What to work on:
Copy the listing below in full, requests included, and add 79 to every x and y coordinate in the answers.

Input rows:
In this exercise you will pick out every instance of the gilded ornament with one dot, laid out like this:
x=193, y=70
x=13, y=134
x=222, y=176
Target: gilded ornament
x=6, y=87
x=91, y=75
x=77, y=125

Result for this exercise:
In this exercise you will pick out every instance of the gilded ornament with one dot, laid out like this:
x=193, y=70
x=13, y=134
x=222, y=176
Target: gilded ornament
x=85, y=166
x=170, y=154
x=156, y=204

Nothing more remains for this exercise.